_RECORDS TO USE_:

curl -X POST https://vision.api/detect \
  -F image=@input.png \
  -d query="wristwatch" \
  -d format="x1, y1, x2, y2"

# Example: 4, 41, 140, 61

_TASK DIRECTIONS_:
Could you write the items out again, swapping "wristwatch" for "pocket watch" and leaving everything else unchanged?

_RESPONSE BELOW_:
curl -X POST https://vision.api/detect \
  -F image=@input.png \
  -d query="pocket watch" \
  -d format="x1, y1, x2, y2"

# Example: 4, 41, 140, 61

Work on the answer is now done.